── Supplied passage ──

My mom stuck by my side throughout my whole pregnancy. When I was admitted into the hospital the week the boys were born my husband asked if I wanted my mom. I said yes. She came to the hospital. I was stuck in a bed attached to monitors, IVs, and wires. I had migraines from the medications I was on. She pulled up a chair and sat with me. She brushed my forehead as she did when I was a child- the ultimate comfort. She knew I was terrified and did her best to keep me calm. She knew it was not a good situation but she did not show it on her face.
The day I had my boys she was there. When my team rushed in to tell me it was time- she ran straight to me and grabbed my hand. She told me “It’s okay. You’ve got this.” She got my husband dressed for the OR. She sat in the waiting room and came straight to recovery after I was there. She went to the NICU with my husband to meet our sons and comfort my husband. She stepped in for me when I could not. She mothered us all that day.
As time went on, my mom spent countless hours with me in the NICU. She witnessed several meltdowns from myself when I was overwhelmed. She saw my tantrums after getting bad news from doctors. She was with me celebrating the milestones and progress the boys were making. She stuck by me through the good, bad, and ugly. She never once passed judgement on me. She fought for my kids right beside me. She held their one pound bodies alongside next to me. She consoled me after hard visits. She was there for care times. The nurses not only became my family but hers. She learned medical terms with me. She saw me become a mother and I saw her become Gigi.

───

§ Instructions for the task
Write out the passage about a mother's support during a pregnancy and NICU stay word for word, from "My mom stuck" to "on her face.".

── Data section ──

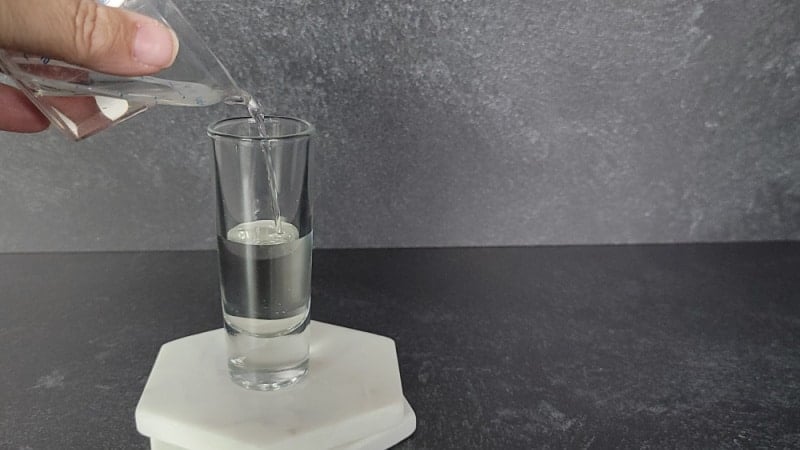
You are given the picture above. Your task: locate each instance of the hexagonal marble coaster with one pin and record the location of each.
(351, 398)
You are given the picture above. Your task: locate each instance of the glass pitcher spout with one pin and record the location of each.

───

§ Response box
My mom stuck by my side throughout my whole pregnancy. When I was admitted into the hospital the week the boys were born my husband asked if I wanted my mom. I said yes. She came to the hospital. I was stuck in a bed attached to monitors, IVs, and wires. I had migraines from the medications I was on. She pulled up a chair and sat with me. She brushed my forehead as she did when I was a child- the ultimate comfort. She knew I was terrified and did her best to keep me calm. She knew it was not a good situation but she did not show it on her face.